**AIM OF THE EXERCISE**
Reproduce the following material verbatim, keeping every line as it appears.

** START OF STORED ROWS **

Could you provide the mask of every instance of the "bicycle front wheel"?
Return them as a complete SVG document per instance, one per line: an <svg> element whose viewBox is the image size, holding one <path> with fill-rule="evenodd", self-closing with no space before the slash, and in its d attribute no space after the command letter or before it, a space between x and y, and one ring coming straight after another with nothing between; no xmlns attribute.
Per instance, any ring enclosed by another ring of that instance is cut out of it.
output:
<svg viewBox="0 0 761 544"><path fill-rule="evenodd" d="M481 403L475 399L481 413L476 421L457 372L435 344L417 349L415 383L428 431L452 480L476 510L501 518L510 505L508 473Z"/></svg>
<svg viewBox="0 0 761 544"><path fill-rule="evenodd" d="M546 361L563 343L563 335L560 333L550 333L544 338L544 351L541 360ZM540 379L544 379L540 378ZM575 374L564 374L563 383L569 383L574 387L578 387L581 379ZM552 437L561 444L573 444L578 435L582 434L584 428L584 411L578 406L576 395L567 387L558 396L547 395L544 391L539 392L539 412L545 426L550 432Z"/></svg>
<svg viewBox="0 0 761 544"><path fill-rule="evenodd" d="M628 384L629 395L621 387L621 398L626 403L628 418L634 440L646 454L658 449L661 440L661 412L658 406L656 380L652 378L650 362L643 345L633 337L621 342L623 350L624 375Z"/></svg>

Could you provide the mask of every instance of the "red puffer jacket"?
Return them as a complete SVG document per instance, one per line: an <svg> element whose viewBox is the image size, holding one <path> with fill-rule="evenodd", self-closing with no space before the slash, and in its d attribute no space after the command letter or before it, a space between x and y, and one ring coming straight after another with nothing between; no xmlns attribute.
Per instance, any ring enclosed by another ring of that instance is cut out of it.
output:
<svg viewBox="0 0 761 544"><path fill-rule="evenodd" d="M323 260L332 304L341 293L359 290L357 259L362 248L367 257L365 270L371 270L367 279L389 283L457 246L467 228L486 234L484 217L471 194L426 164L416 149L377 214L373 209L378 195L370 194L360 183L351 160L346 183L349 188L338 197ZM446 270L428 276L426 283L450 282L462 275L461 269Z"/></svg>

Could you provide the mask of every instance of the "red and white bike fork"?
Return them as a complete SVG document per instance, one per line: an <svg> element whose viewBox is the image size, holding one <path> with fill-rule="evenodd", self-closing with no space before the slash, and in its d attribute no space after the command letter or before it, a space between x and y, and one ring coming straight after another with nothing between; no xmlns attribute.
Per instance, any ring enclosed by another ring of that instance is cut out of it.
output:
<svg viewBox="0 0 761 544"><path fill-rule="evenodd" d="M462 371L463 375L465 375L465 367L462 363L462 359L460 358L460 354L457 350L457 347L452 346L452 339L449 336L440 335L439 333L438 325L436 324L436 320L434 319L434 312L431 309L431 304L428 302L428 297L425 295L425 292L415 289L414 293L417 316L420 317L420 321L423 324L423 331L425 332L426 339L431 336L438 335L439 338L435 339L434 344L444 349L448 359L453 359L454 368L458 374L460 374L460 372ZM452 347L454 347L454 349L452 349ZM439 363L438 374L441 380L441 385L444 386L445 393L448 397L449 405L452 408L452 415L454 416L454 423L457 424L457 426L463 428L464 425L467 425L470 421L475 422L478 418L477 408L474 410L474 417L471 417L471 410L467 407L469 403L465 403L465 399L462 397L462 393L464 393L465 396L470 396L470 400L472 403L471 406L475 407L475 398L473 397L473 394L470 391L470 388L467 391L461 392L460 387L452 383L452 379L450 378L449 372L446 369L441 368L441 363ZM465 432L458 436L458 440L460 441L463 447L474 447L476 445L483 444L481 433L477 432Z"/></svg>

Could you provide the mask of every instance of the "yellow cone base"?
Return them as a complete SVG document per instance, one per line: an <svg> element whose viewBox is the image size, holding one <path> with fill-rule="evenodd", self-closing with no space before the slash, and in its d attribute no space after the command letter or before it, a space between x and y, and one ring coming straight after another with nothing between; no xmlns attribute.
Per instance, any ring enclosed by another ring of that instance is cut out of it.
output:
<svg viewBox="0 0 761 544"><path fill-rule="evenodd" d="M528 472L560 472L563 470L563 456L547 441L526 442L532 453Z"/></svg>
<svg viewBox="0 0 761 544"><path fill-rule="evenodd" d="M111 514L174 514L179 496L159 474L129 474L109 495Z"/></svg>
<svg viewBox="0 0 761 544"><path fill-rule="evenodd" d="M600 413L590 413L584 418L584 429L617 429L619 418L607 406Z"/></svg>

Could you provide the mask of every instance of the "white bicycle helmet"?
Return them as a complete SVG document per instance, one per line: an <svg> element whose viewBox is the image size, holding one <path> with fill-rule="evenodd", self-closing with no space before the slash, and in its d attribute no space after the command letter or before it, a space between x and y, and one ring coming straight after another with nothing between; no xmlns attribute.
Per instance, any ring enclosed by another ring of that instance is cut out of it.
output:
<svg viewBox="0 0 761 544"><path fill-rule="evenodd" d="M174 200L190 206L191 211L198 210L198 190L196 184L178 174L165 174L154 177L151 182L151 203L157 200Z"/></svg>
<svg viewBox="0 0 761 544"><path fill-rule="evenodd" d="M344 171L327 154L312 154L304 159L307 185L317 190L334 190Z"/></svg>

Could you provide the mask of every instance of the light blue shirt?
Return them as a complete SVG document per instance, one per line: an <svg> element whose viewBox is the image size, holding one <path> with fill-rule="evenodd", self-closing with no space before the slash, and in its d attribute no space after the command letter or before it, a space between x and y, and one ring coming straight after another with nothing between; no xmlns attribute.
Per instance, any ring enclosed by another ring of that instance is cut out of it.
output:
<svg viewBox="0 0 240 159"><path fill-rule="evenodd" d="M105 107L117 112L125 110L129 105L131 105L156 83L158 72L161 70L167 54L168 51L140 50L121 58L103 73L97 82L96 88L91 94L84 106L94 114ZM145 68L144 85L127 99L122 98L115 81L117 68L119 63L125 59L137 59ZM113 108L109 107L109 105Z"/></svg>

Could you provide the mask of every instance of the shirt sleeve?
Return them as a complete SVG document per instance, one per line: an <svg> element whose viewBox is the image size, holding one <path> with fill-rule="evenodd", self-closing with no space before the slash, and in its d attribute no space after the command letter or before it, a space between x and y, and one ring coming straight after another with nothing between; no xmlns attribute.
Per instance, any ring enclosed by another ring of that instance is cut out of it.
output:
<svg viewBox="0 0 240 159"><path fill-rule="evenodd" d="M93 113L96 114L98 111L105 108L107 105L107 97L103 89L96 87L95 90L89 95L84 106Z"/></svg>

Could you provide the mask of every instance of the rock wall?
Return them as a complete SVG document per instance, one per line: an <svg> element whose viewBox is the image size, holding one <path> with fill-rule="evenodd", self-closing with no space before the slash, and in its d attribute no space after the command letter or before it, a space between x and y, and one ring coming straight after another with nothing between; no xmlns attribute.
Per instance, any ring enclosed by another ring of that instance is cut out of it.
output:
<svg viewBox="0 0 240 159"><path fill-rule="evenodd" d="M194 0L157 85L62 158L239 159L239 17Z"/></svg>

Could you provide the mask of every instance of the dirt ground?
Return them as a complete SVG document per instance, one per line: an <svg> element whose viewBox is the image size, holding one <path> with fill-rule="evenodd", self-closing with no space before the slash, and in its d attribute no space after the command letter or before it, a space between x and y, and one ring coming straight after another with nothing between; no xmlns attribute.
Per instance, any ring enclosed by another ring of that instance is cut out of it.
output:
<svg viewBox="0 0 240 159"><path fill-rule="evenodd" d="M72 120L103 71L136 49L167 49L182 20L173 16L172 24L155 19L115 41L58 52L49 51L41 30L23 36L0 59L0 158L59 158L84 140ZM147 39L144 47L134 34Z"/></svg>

** END OF STORED ROWS **

**PROBLEM SOLUTION**
Could you provide the mask of every instance of the "bicycle front wheel"?
Return them as a complete SVG document per instance, one per line: an <svg> element whose viewBox is the image size, holding one <path> with fill-rule="evenodd", self-closing with no space before the slash, and in its d attribute no space after the command letter or before it, a space between x and y, and one ring coming straight after another with nothing between; no xmlns attribute.
Per instance, any ring enclosed by another ring of that instance is cut out of it.
output:
<svg viewBox="0 0 761 544"><path fill-rule="evenodd" d="M481 403L475 399L481 413L476 421L457 372L435 344L417 349L415 383L428 431L452 480L476 510L501 518L510 505L508 473Z"/></svg>
<svg viewBox="0 0 761 544"><path fill-rule="evenodd" d="M546 361L563 343L563 335L560 333L550 333L544 338L544 351L541 360ZM540 379L544 379L540 378ZM575 374L564 374L563 383L569 383L574 387L578 387L581 379ZM552 437L561 444L573 444L578 435L582 434L584 428L584 411L578 406L576 395L567 387L558 396L547 395L544 391L539 392L539 412L545 426L550 432Z"/></svg>
<svg viewBox="0 0 761 544"><path fill-rule="evenodd" d="M628 384L629 395L621 387L621 398L626 403L628 418L634 440L646 454L658 449L661 440L661 412L658 406L656 380L652 378L650 362L643 345L633 337L621 342L623 350L624 375Z"/></svg>

Could you provide the mask of every instance of the "red puffer jacket"?
Return them as a complete SVG document per instance, one per line: an <svg> element whose viewBox is the image size, holding one <path> with fill-rule="evenodd", self-closing with no space before the slash, and in its d attribute no space after the command letter or before it, a space between x and y, and one ring coming straight after another with nothing between; no xmlns attribute.
Per instance, any ring enclosed by another ring of that instance is cut out of it.
output:
<svg viewBox="0 0 761 544"><path fill-rule="evenodd" d="M323 260L332 304L341 293L359 290L357 259L362 248L367 257L365 270L371 270L367 279L389 283L457 246L467 228L486 234L484 217L471 194L426 164L416 149L377 214L373 209L378 195L370 194L360 183L351 160L346 183L349 188L338 197ZM446 270L428 276L426 283L450 282L462 275L461 269Z"/></svg>

Could you provide the mask of every instance of the "red and white bike fork"?
Return them as a complete SVG document per instance, one per line: an <svg> element whose viewBox is the image size, holding one <path> with fill-rule="evenodd", self-closing with no space before the slash, and in its d attribute no space after the command letter or before it, a space between x and y, and one ring coming straight after another with nothing between; no xmlns attribute.
Per instance, any ring enclosed by another ring of that instance is cut out of it.
output:
<svg viewBox="0 0 761 544"><path fill-rule="evenodd" d="M462 371L463 375L465 375L465 367L462 363L462 359L460 358L460 354L457 350L457 347L452 346L452 339L449 336L440 335L439 333L438 325L436 324L436 320L434 319L434 312L431 309L431 304L428 302L428 297L425 295L425 292L415 289L414 293L417 316L420 317L420 321L423 324L423 331L425 332L426 339L431 336L438 335L439 338L435 339L434 344L444 349L448 359L453 359L454 368L458 374L460 374L460 372ZM452 347L454 347L454 349L452 349ZM439 363L438 374L441 380L441 385L444 386L445 393L448 397L449 405L452 408L452 415L454 416L454 423L457 424L457 426L463 428L464 425L467 425L470 421L475 422L478 418L477 408L474 410L474 417L471 417L471 410L467 407L469 403L465 403L465 399L462 397L462 393L464 393L465 396L470 396L470 400L472 403L471 406L475 407L475 398L473 397L473 394L470 391L470 388L467 391L461 392L460 387L452 383L452 379L450 378L449 372L446 369L441 368L441 363ZM465 432L458 436L458 440L460 441L463 447L474 447L476 445L483 444L481 433L477 432Z"/></svg>

Could you provide the mask of every instance of the "yellow cone base"?
Return them as a complete SVG document per instance, one per line: an <svg> element whose viewBox is the image size, holding one <path> with fill-rule="evenodd", self-closing with no space before the slash, and in its d attribute no space after the command letter or before it, a space between x and y, and one ring coming straight after another with nothing between; no xmlns attribute.
Per instance, any ring enclosed by another ring of that instance is cut out of it.
output:
<svg viewBox="0 0 761 544"><path fill-rule="evenodd" d="M528 472L560 472L563 470L563 456L547 441L526 442L532 453Z"/></svg>
<svg viewBox="0 0 761 544"><path fill-rule="evenodd" d="M111 514L174 514L179 496L159 474L129 474L109 495Z"/></svg>
<svg viewBox="0 0 761 544"><path fill-rule="evenodd" d="M600 413L590 413L584 418L584 429L617 429L619 418L607 406Z"/></svg>

Could you provide the mask of every instance of the "white bicycle helmet"?
Return them as a complete SVG document per instance, one per line: an <svg> element whose viewBox is the image size, holding one <path> with fill-rule="evenodd", self-closing with no space before the slash, and in its d attribute no space after the command letter or before it, a space between x and y, and one ring coming straight after another with nothing between; no xmlns attribute.
Per instance, any ring enclosed by another ring of that instance is cut out of it.
output:
<svg viewBox="0 0 761 544"><path fill-rule="evenodd" d="M174 200L190 206L191 211L198 210L198 190L196 184L178 174L165 174L154 177L151 182L151 203L157 200Z"/></svg>
<svg viewBox="0 0 761 544"><path fill-rule="evenodd" d="M344 171L327 154L312 154L304 159L307 185L317 190L334 190Z"/></svg>

Could you provide the mask of every instance of the light blue shirt?
Return them as a complete SVG document per instance, one per line: an <svg> element whose viewBox is the image size, holding one <path> with fill-rule="evenodd", self-closing with no space before the slash, and in its d attribute no space after the command letter or before it, a space between x and y, and one ring coming straight after another with nothing between; no xmlns attribute.
Per instance, any ring enclosed by another ring of that instance is cut out of it.
output:
<svg viewBox="0 0 240 159"><path fill-rule="evenodd" d="M105 107L117 112L125 110L129 105L131 105L156 83L158 72L161 70L167 54L168 51L140 50L121 58L103 73L97 82L96 88L91 94L84 106L94 114ZM145 68L144 85L127 99L122 98L115 81L117 68L119 63L125 59L137 59ZM113 108L109 107L109 105Z"/></svg>

Could you provide the mask of every instance of the shirt sleeve?
Return them as a complete SVG document per instance, one per line: an <svg> element whose viewBox is the image size, holding one <path> with fill-rule="evenodd", self-closing with no space before the slash, and in its d attribute no space after the command letter or before it, a space between x and y, and one ring coming straight after another with nothing between; no xmlns attribute.
Per instance, any ring enclosed by another ring of that instance is cut out of it.
output:
<svg viewBox="0 0 240 159"><path fill-rule="evenodd" d="M93 113L96 114L98 111L105 108L107 105L107 97L103 89L96 87L95 90L89 95L84 106Z"/></svg>

Could you provide the mask of every instance of the rock wall?
Return them as a complete SVG document per instance, one per line: an <svg> element whose viewBox is the image size, holding one <path> with fill-rule="evenodd", self-closing with no space before the slash, and in its d attribute no space after the command letter or before it, a space between x and y, and one ring coming straight after another with nothing between; no xmlns attribute.
Per instance, any ring enclosed by another ring of that instance is cut out of it.
output:
<svg viewBox="0 0 240 159"><path fill-rule="evenodd" d="M194 0L157 85L62 158L239 159L239 17Z"/></svg>

Could you provide the mask of every instance of the dirt ground?
Return them as a complete SVG document per instance, one per line: an <svg> element whose viewBox is the image size, holding one <path> with fill-rule="evenodd", self-closing with no space before the slash, and in its d attribute no space after the command letter or before it, a space between x and y, and one ring coming straight after another with nothing between; no xmlns attribute.
Per instance, any ring enclosed by another ring of that instance is cut out of it.
output:
<svg viewBox="0 0 240 159"><path fill-rule="evenodd" d="M72 120L103 71L136 49L167 49L182 20L173 16L172 24L155 19L115 41L58 52L49 51L41 30L23 36L0 59L0 158L59 158L84 140ZM147 39L144 47L134 34Z"/></svg>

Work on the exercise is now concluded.